Отсюда и прославление первобытного счастья человечества в «Элегии на человеческую жизнь» Хераскова (1760 г.. заимствована с французского).

К теме счастья на лоне природы Херасков возвращается в стихотворении «Приятная ночь» (1761). Здесь, может быть впервые в новой русской литературе, даны элементы эмоционально осмысленного ночного пейзажа, уже несколько напоминающего предромантические мотивы; помещичий руссоизм проявлялся, очевидно, и в подъеме специфически окрашенного культа природы. Жизнь в деревне есть, по Хераскову, выполнение закона природы. Именно с дворянской пассивностью, с уходом от борьбы, с отказом от смелого воздействия на жизнь в творчестве Хераскова связано и преобладание в нем философических размышлений над «практическим» поучением, и самая стилистическая манера поэзии Хераскова, его лирики, дидактики, басни. Херасков чурается «резкости» своих предшественников в самом языке; он боится острых углов, он хочет все сгладить, смягчить. Для него поэзия слишком часто – дело интимное, личное, душевное, а не государственное, как для Ломоносова, или общественное, как для Сумарокова. И он, как Сумароков, требует от поэта простоты слова и манеры, но его простота – не совсем сумароковская; это не столько стремление прямо и точно сказать правду, сколько стремление уйти от битвы в простые, просто человеческие, «асоциальные» темы любви, семьи, дружбы, природы, умиления, религии. Свой сборник «Новых од» Херасков открывает программным стихотворением «К своей лире»:


Готовься ныне лира,

В простом своем уборе

Предстать перед очами

Разумной Россиянки.

Что в новом ты уборе,

Того не устыдися;

Ты пой и веселися.

Своею простотою

Ее утешишь боле,

Чем громкими струнами

И пышными словами;

Твои простые чувства,

Бесхитростное пенье

Ее подобно сердцу,

Ее подобно духу.

Она мирскую пышность

Великолепной жизни

Конечно ненавидит.

Когда тебя увидит,

Тобой довольна будет...

... Не силюся к вершинам

Парнасским я подняться

И там с Гомером строить

Божественную лиру;

Иль пить сладчайший нектар

С Овидием Назоном.

Анакреонта песни,

И простота и сладость

В восторг меня приводят,

Однако я не льщуся

С ним пением сравняться;

Доволен тем единым,

Когда простым я слогом

Могу воспеть на лире;

Когда могу назваться

Его свирелок эхом;

Доволен паче буду,

Когда тебе приятно

Мое игранье будет;

Часов работа праздных,

Часов, часов немногих

Не тщательно старанье

Награду всю получит,

Венец себе и славу,

Когда сии ты песни

Прочтешь, прочтешь и скажешь,

Что ими ты довольна.

→ СОБРАННЫЙ МАТЕРИАЛ:
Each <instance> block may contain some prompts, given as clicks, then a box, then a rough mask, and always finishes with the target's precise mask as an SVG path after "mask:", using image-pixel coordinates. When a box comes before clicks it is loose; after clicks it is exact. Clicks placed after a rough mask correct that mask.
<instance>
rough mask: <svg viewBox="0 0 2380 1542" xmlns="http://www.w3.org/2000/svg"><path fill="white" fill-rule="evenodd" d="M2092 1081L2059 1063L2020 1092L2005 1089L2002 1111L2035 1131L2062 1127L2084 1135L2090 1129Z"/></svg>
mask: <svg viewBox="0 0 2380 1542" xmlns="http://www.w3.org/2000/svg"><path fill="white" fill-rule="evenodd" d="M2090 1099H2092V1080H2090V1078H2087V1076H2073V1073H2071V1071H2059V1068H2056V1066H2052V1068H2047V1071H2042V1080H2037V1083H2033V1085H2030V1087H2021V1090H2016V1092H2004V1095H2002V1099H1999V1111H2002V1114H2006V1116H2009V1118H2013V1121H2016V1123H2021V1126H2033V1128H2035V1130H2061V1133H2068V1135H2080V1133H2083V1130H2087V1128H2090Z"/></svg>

→ ПИСЬМЕННОЕ ЗАДАНИЕ:
Продолжите, пожалуйста, текст о поэзии Хераскова после последней процитированной строки стихотворения.

→ ПИСЬМЕННЫЙ ОТВЕТ:
Характерно здесь и объяснение, оправдание стиля (простоты) только интимно-личными мотивами обращения к «любезной Россиянке». После Ломоносова и Сумарокова надо было крепко испугаться общественной жизни, чтобы вместо России, общества, гражданства сделать критерием ценности в искусстве свою привязанность к любезной.

Стиль од-размышлений Хераскова – это стиль дружеской беседы, чрезвычайно сдержанный, но не лишенный признаков именно разговорного языка. Но у Хераскова в его лирике, да и не только в лирике, мы не найдем ни напряженной торжественности речи, например, Ломоносова, ни грубоватой, подчеркнутой «простонародности», например, басен Сумарокова. Херасков создает единый «средний» легкий слог, условно литературный, в конце концов слог литературного салона. Он любит писать стихи, создающие впечатление свободно текущей разговорной речи, языка культурной интимной беседы. Отсюда частые в его одах-размышлениях вопросы, не имеющие характера риторической приподнятости, а как бы адресованные другу-собеседнику, отсюда же речевые формулы от первого лица, в которых как бы слышится живой голос говорящего человека.

 

За счастьем гонимся всечасно,

Но где искать его венца?

Увы! желать его напрасно,

Когда испорчены сердца.

(«Благополучие».)

 

Кто хочет, собирай богатства

И сердце златом услаждай;

Я в злате мало зрю приятства;

Корысть другого повреждай.

 

Или:

 

Куплю ли славу я тобою?

Спокойно ли я стану жить?

Хотя назначено судьбою

С тобой и без тебя тужить?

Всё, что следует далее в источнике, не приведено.